■ **INPUT**:

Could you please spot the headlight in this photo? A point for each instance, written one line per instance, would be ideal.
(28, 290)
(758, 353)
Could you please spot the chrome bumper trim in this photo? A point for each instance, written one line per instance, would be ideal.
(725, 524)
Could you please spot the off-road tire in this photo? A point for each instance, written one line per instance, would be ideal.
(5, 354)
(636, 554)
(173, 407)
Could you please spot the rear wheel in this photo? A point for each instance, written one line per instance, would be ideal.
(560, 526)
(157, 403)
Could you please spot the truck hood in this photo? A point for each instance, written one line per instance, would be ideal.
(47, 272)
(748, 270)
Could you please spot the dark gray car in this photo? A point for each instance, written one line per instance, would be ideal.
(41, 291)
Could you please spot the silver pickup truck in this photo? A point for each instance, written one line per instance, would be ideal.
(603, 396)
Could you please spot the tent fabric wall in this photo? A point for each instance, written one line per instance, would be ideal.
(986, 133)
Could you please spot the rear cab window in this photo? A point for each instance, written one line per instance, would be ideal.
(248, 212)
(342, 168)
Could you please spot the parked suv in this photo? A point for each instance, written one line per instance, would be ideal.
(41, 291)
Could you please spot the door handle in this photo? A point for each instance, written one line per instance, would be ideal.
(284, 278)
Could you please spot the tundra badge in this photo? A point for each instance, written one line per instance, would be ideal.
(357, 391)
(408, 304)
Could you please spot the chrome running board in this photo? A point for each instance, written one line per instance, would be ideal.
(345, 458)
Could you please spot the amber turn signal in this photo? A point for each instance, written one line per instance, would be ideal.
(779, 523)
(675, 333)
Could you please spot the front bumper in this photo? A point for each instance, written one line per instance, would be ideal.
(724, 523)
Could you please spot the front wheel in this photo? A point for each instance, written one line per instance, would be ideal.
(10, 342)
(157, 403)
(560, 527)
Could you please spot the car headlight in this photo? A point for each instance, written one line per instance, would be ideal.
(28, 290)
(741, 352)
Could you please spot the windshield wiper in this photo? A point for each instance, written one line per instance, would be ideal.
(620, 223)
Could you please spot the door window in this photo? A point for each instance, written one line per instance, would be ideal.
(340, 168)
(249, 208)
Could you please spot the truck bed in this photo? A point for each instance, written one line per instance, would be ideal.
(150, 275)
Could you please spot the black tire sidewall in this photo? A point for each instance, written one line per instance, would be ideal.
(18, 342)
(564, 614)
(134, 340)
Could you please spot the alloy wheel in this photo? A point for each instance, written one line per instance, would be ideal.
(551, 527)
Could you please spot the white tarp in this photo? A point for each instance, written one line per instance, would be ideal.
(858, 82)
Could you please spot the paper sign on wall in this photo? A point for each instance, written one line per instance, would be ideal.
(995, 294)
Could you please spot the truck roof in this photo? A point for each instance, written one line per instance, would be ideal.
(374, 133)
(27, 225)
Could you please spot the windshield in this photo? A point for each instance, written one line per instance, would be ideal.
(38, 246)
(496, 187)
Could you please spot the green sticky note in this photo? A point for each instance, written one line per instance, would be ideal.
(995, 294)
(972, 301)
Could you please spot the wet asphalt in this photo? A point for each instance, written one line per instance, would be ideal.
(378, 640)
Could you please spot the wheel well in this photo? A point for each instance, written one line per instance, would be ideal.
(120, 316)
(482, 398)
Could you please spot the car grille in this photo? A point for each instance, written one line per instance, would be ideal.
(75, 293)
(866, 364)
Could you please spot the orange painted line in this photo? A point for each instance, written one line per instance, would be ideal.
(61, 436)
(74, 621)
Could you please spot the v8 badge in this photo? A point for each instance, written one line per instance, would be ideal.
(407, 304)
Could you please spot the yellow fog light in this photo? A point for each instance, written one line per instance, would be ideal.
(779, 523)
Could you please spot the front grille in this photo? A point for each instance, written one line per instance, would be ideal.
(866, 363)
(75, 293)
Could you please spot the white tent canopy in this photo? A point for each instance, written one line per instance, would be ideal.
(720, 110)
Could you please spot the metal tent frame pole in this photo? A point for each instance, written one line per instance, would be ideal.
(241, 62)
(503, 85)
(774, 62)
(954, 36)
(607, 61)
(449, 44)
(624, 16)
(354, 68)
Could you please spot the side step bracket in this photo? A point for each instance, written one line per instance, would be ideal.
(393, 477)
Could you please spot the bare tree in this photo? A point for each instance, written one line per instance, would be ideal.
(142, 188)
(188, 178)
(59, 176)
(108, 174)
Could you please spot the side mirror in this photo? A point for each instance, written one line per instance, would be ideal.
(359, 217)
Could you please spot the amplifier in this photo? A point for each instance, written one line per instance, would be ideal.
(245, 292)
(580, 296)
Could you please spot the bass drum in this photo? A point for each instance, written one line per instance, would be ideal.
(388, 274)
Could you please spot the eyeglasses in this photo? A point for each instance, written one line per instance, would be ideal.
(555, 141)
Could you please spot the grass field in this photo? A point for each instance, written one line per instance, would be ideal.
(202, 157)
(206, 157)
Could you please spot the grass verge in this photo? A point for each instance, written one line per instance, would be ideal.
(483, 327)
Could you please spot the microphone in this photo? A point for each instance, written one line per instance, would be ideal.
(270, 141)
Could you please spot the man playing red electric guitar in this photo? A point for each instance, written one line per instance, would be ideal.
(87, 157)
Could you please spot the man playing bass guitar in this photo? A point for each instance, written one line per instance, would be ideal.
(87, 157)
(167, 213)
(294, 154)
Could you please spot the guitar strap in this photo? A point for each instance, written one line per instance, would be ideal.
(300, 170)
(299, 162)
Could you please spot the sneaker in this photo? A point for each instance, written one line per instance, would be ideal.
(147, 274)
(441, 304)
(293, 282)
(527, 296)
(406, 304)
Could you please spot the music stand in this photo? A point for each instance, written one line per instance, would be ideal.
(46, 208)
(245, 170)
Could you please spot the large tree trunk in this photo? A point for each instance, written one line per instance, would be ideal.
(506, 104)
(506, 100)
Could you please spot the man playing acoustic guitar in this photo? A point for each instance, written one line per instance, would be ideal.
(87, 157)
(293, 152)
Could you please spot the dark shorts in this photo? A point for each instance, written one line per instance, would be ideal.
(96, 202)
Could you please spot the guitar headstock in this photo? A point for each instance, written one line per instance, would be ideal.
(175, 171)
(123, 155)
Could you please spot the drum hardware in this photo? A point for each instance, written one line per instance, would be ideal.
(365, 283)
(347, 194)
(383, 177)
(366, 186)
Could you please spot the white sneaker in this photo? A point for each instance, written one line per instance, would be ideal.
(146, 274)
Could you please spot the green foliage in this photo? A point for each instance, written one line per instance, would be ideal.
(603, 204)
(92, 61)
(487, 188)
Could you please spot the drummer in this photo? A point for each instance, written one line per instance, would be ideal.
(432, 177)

■ **WHAT IS REQUIRED**: Beginning with the first line above, transcribe all of the data exactly.

■ **TASK ANSWER**:
Could you please spot the headlight in this photo? A point for each instance, written one line per instance, would be ideal.
(28, 290)
(758, 353)
Could you please spot the chrome bumper trim in this photo? A point for each instance, written one line per instance, would be ideal.
(725, 524)
Could you please spot the off-road tire in this photo? A point for each instance, written one line per instance, would be ideal.
(5, 354)
(636, 554)
(173, 407)
Could you please spot the rear wheel in this photo? A point for each instance, written one line per instance, would be ideal.
(560, 526)
(157, 403)
Could you please spot the truck hood in this photo? A point for each instance, written one line per instance, would be ideal.
(47, 272)
(748, 270)
Could you please spot the dark gray car in this photo? A point for each instance, written one line per instance, would be ideal.
(41, 291)
Could you please spot the silver pickup truck in this photo? A point for each instance, written one line per instance, would be ideal.
(603, 396)
Could you please spot the tent fabric wall in this photo? A point for each instance, written one line per instance, would be ideal.
(986, 133)
Could you please spot the rear cab window in this photo? A point for each instance, written one line per instance, would be ideal.
(248, 212)
(342, 168)
Could you please spot the parked suv in this photo? A point for each instance, written one line per instance, would be ideal.
(41, 291)
Could you please spot the door handle in this photo? A point for each instance, written one line per instance, would be ideal.
(284, 278)
Could you please spot the tundra badge in this photo? A point for each instance, written one line per instance, would be ideal.
(357, 391)
(408, 304)
Could you please spot the chrome running board in this photo? A point for each instance, written one line per instance, would be ideal.
(345, 458)
Could you please spot the amber turn signal in this photo? A point for each instance, written one line per instance, would be ideal.
(779, 523)
(675, 333)
Could you please spot the front bumper in this photo? A point for each instance, written one line per instance, would be ideal.
(724, 523)
Could you please spot the front wheel in this photo? A point for each instance, written one line per instance, would be ideal.
(10, 342)
(157, 403)
(560, 527)
Could you please spot the car headlight in this photo? A point for each instance, written one line per instance, would be ideal.
(28, 290)
(741, 352)
Could you please spot the windshield wiper in this photo? A point for each instance, written one line per instance, would be ideal.
(620, 223)
Could you please spot the door window in this photo? A point for each instance, written one line per instance, would be ideal.
(340, 168)
(249, 208)
Could you please spot the truck bed in this photo? A point for each instance, written one line per instance, would be ideal.
(150, 275)
Could you please spot the black tire sidewall in this photo? A point for each instance, written one line per instance, would be ideal.
(18, 342)
(564, 614)
(134, 340)
Could you please spot the alloy wheel in this photo? A point for each instance, written one line per instance, would be ideal.
(551, 527)
Could you please spot the white tarp in this photo? A point for each instance, written one line per instance, would be ideal.
(858, 82)
Could you please spot the paper sign on wall in this photo? A point for each instance, written one line per instance, would be ideal.
(995, 294)
Could you please spot the truck roof in this photo? A point for each instance, written one line per instance, would be ideal.
(374, 133)
(27, 225)
Could you please spot the windshield in this photo? A point for each instance, written one line per instance, would be ideal.
(38, 246)
(496, 187)
Could you please spot the green sticky note in this photo? A point for each instance, written one line per instance, would be ideal.
(995, 294)
(972, 301)
Could you please spot the wet asphalt in this photo? A point for each instance, written one line per instance, would be ideal.
(378, 640)
Could you please spot the wheel well in this photo? A point for each instance, written one line per instance, would be ideal.
(120, 316)
(482, 398)
Could you please spot the car grille in this photo? A point for each instance, written one line per instance, would be ideal.
(75, 293)
(866, 364)
Could you please spot the orange painted line in this photo? A point for each instance, written one line per instance, would be ideal.
(61, 436)
(74, 621)
Could you please spot the v8 badge in this photo? A point for each instance, written one line per instance, would be ideal.
(407, 304)
Could you please spot the yellow fog light in this photo? A point for each instance, written one line per instance, would be ideal.
(779, 523)
Could you please spot the front grille in this photo? A point for each instance, written one line per instance, would be ideal.
(866, 363)
(75, 293)
Could you please spot the white tent canopy in this photo? A point for each instance, written one line per instance, would be ideal.
(720, 110)
Could you please spot the metal tent frame pole in this photo? A point for each instance, written one line per instance, would be ideal.
(241, 62)
(503, 85)
(774, 62)
(954, 36)
(607, 61)
(449, 44)
(624, 16)
(354, 68)
Could you please spot the side step bracket in this photo? A point for each instance, written one line per instance, would be ideal.
(393, 477)
Could you please spot the bare tree in this photo? A point for each instance, written one line per instance, would be ideal.
(142, 188)
(188, 178)
(59, 176)
(108, 174)
Could you please spot the side mirror in this photo? A point for each instance, written one line per instance, would be ideal.
(359, 217)
Could you please spot the amplifier in this photo? A point for each instance, written one line per instance, would be ideal.
(245, 292)
(580, 296)
Could you please spot the bass drum in this photo? A point for each instance, written one line per instance, would be ideal.
(388, 274)
Could you please spot the eyeglasses in this photo? A point for each instance, written one line per instance, would be ideal.
(555, 141)
Could you please spot the grass field in this photo? A point for each instance, written one line per instance, would be ideal.
(202, 157)
(206, 157)
Could you please spot the grass verge in this photo? A point for each instance, written one line per instance, would be ideal.
(483, 327)
Could you please spot the microphone in this photo? A point for each instance, written one line per instance, would be ideal.
(270, 141)
Could you please spot the man playing red electric guitar in this photo? A point for each instance, written one line per instance, would be ideal.
(87, 157)
Could you please spot the man playing bass guitar in this photo? A point for each instance, written one line per instance, would be ideal.
(87, 157)
(167, 213)
(294, 154)
Could you please spot the guitar strap in this photo? A point for each instance, written one line per instance, would be ideal.
(300, 170)
(299, 162)
Could you please spot the sneaker in this photo? A point for each instance, written one line per instance, would be ideal.
(147, 274)
(441, 304)
(293, 282)
(527, 296)
(406, 304)
Could you please spot the music stand in this photo? A point for each instance, written one line per instance, would be ideal.
(46, 208)
(245, 170)
Could you please spot the large tree trunk in this photo? A point for each instance, written one line per instance, would be ideal.
(506, 104)
(506, 100)
Could you please spot the man playing acoustic guitar in this photo? A point for each instance, written one line per instance, would be ideal.
(87, 157)
(293, 152)
Could you please spot the dark shorts in this photo? A point for each instance, written one line per instance, would be ideal.
(96, 202)
Could you please spot the guitar headstock in this photo? A point for each instance, written one line per instance, would be ideal.
(175, 171)
(123, 155)
Could you please spot the drum hardware in this photo? A point for each instance, written one line per instance, would be ideal.
(365, 283)
(347, 194)
(383, 177)
(366, 186)
Could you please spot the white sneaker in this photo? A point for each instance, written one line per instance, would be ideal.
(146, 274)
Could you please spot the green foliage in this photo? A point for each instance, written one line per instance, would be ideal.
(603, 204)
(92, 61)
(487, 188)
Could you please spot the drummer in this photo? A point for each instance, written one line per instance, would be ideal.
(432, 177)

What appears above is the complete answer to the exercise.